(Entries from an annotation dataset)
— begin —

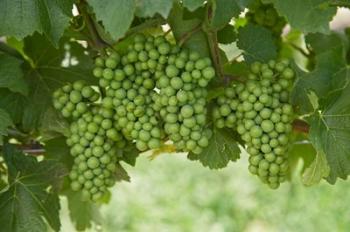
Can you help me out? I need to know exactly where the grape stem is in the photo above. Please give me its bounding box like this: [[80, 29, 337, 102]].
[[76, 1, 110, 50], [203, 3, 224, 80], [178, 23, 202, 47], [292, 119, 310, 133]]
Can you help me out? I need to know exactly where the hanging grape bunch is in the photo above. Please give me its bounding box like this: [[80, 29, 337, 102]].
[[246, 0, 286, 37], [53, 81, 100, 118], [213, 61, 294, 188], [93, 35, 215, 154]]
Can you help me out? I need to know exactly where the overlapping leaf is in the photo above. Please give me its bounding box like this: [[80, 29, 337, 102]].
[[272, 0, 337, 33], [0, 0, 73, 46], [189, 129, 241, 169], [237, 24, 277, 62], [292, 33, 350, 113], [88, 0, 135, 40], [0, 53, 28, 95], [22, 34, 95, 130], [0, 144, 66, 232]]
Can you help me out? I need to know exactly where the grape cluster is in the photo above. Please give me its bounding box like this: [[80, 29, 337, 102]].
[[155, 50, 215, 154], [53, 81, 100, 118], [94, 35, 166, 151], [213, 60, 294, 188], [246, 0, 286, 36], [67, 107, 126, 201], [93, 35, 215, 154]]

— end —

[Written task] Transcribe all of the records above word for word, leaving out the pictures.

[Solution to this task]
Can you help me out? I need to know exactly where the grape stem is in the photo above. Please give me its bounding box like this: [[80, 29, 337, 102]].
[[76, 1, 110, 50], [203, 3, 224, 80], [178, 23, 202, 47], [292, 119, 310, 133]]
Can you help me out? I need to know exactly where the hanging grape bunch is in the photo above. Please give me its bounding box like this: [[80, 29, 337, 102]].
[[246, 0, 286, 37], [53, 81, 100, 118], [213, 61, 294, 188], [93, 35, 215, 154]]
Can you help me out? I need to know exactly where the overlapping leaf is in the photo above. Please give me its bounding box like this: [[80, 29, 337, 102]].
[[272, 0, 337, 33], [0, 0, 73, 46], [189, 129, 241, 169], [237, 24, 277, 62], [292, 33, 350, 113], [88, 0, 135, 40], [0, 53, 28, 95], [22, 34, 95, 130], [0, 144, 66, 232]]
Can you help me out? I need to know exactly where the grape cluster is in the photo above. Please give me its bounding box like this: [[80, 29, 337, 102]].
[[155, 50, 215, 154], [53, 81, 100, 118], [94, 35, 166, 151], [213, 60, 294, 188], [246, 0, 286, 36], [67, 107, 126, 201], [93, 35, 215, 154]]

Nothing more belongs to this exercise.